Aim:
Read the data and repeat it in full, exactly.

Segmentation dataset excerpts:
***

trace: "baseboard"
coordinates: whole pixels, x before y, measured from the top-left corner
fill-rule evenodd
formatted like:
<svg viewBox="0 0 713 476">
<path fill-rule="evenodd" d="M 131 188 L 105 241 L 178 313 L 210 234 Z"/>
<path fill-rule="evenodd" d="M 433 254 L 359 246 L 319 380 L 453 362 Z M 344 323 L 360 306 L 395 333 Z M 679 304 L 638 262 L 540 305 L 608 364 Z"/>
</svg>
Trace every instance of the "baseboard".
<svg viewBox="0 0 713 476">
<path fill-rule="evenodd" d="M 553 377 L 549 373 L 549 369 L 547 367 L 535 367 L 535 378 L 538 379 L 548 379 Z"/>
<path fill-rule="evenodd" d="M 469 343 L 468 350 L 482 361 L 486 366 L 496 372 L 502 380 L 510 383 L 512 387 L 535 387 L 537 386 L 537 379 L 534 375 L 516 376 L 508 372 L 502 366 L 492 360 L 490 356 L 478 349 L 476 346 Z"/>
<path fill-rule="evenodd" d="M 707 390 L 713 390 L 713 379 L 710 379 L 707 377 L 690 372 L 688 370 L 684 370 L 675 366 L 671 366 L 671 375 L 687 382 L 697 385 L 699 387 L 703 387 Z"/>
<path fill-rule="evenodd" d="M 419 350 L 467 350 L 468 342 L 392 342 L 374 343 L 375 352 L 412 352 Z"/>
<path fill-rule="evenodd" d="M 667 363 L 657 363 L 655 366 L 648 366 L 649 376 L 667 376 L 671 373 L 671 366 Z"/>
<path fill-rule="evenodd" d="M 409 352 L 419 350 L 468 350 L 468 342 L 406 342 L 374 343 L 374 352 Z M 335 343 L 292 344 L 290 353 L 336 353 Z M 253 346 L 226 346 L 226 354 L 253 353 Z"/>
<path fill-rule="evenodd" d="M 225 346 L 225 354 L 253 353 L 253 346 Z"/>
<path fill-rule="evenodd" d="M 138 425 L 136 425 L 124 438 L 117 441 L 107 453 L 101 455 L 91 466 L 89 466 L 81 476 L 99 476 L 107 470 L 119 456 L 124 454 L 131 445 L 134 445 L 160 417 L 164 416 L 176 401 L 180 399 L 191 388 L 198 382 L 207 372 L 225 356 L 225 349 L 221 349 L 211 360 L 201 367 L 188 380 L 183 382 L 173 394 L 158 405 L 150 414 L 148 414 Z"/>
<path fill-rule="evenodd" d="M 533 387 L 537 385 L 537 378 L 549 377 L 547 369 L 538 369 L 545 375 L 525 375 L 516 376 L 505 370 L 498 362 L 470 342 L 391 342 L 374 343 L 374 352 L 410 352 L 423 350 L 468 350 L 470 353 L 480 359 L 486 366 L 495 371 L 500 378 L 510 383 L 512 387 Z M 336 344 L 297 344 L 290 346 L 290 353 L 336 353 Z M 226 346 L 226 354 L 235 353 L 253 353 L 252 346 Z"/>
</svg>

***

Solution for this problem:
trace: "baseboard"
coordinates: whole pixels, x before y, measured from the top-left corner
fill-rule evenodd
formatted like:
<svg viewBox="0 0 713 476">
<path fill-rule="evenodd" d="M 131 188 L 105 241 L 178 313 L 210 234 Z"/>
<path fill-rule="evenodd" d="M 433 254 L 359 246 L 319 380 L 453 362 Z M 344 323 L 360 306 L 395 333 Z M 679 304 L 638 262 L 540 305 L 608 364 Z"/>
</svg>
Trace every instance of the "baseboard".
<svg viewBox="0 0 713 476">
<path fill-rule="evenodd" d="M 553 377 L 549 373 L 549 369 L 547 367 L 535 367 L 535 378 L 538 379 L 548 379 Z"/>
<path fill-rule="evenodd" d="M 469 343 L 468 350 L 482 361 L 486 366 L 496 372 L 502 380 L 510 383 L 512 387 L 535 387 L 537 386 L 537 379 L 534 375 L 516 376 L 508 372 L 502 366 L 492 360 L 490 356 L 478 349 L 476 346 Z"/>
<path fill-rule="evenodd" d="M 707 390 L 713 390 L 713 379 L 710 379 L 707 377 L 690 372 L 688 370 L 684 370 L 675 366 L 671 366 L 671 375 L 687 382 L 697 385 L 699 387 L 703 387 Z"/>
<path fill-rule="evenodd" d="M 419 350 L 467 350 L 468 342 L 392 342 L 374 343 L 375 352 L 412 352 Z"/>
<path fill-rule="evenodd" d="M 667 363 L 657 363 L 655 366 L 648 366 L 649 376 L 667 376 L 671 373 L 671 366 Z"/>
<path fill-rule="evenodd" d="M 409 352 L 419 350 L 468 350 L 468 342 L 406 342 L 374 343 L 374 352 Z M 335 343 L 292 344 L 290 353 L 336 353 Z M 253 346 L 226 346 L 226 354 L 253 353 Z"/>
<path fill-rule="evenodd" d="M 225 346 L 225 354 L 253 353 L 253 346 Z"/>
<path fill-rule="evenodd" d="M 138 425 L 136 425 L 124 438 L 117 441 L 107 453 L 101 455 L 91 466 L 89 466 L 81 476 L 99 476 L 107 470 L 119 456 L 124 454 L 131 445 L 134 445 L 160 417 L 164 416 L 176 401 L 180 399 L 191 388 L 198 382 L 207 372 L 225 356 L 225 349 L 221 349 L 211 360 L 201 367 L 188 380 L 183 382 L 173 394 L 158 405 L 150 414 L 148 414 Z"/>
<path fill-rule="evenodd" d="M 533 387 L 537 385 L 537 378 L 549 377 L 547 369 L 538 369 L 545 375 L 525 375 L 516 376 L 505 370 L 498 362 L 470 342 L 391 342 L 374 343 L 374 352 L 410 352 L 423 350 L 468 350 L 470 353 L 480 359 L 486 366 L 495 371 L 500 378 L 510 383 L 512 387 Z M 336 344 L 297 344 L 290 346 L 290 353 L 336 353 Z M 226 346 L 226 354 L 235 353 L 253 353 L 252 346 Z"/>
</svg>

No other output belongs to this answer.